[Start of Provided text]

Although multiple prior publications use activity-on-edge graphs [kulkarni1984compact, cg1986parallel, arh1994nearcritical, hd2011project] and even consider graph drawing methods specialized for these graphs [xu2010automatic], we have been unable to locate prior work on their simplification. This problem is related to a standard computational problem, the construction of the transitive reduction of a directed acyclic graph or equivalently the covering graph of a partially ordered set [agu1972transitive]. We note in addition our prior work on augmenting partially ordered sets with additional elements (preserving the partial order on the given elements) in order to draw the augmented partial order as an upward planar graph with a minimum number of added vertices [es2013confluent].

The PERT method may additionally involve the notion of “float”, in which a given task may be delayed some amount of time (depending on the task) without any effect on the overall time of the project [arditi2006selecting, householder1990owns]. We do not consider constraints of this form in the present work, although the unlabeled edges of our output can in some sense be seen as serving a similar purpose.

2 Preliminaries

We first define an activity-on-edge graph. The graph can be a multigraph to allow tasks that can be completed in parallel to share both a start and end milestone when possible.

Definition 2.1.

Define an activity-on-edge graph (AOE) as a directed acyclic multigraph $G=(V,E)$ , where a subset of the edges of $E$ , denoted $\mathcal{T}$ , are labeled as task edges. The labels, denoting tasks, are distinct, and we identify each edge in $\mathcal{T}$ with its label.

Definition 2.2.

Given an AOE $G$ with tasks $\mathcal{T}$ , for all $T\in\mathcal{T}$ , let $\operatorname{St}_{G}(T)$ be the start vertex of $T$ , and let $\operatorname{End}_{G}(T)$ be the end vertex of $T$ .

[End of Provided text]
[Start of Information provided]

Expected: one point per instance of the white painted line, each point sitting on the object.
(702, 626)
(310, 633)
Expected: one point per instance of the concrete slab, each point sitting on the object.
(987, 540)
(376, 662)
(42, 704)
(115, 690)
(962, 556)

[End of Information provided]

Set task
Translate this sentence from the passage on activity-on-edge graphs into Spanish: "The graph can be a multigraph to allow tasks that can be completed in parallel to share both a start and end milestone when possible."

Exercise solution
El grafo puede ser un multigrafo para permitir que las tareas que pueden completarse en paralelo compartan tanto un hito de inicio como uno de fin cuando sea posible.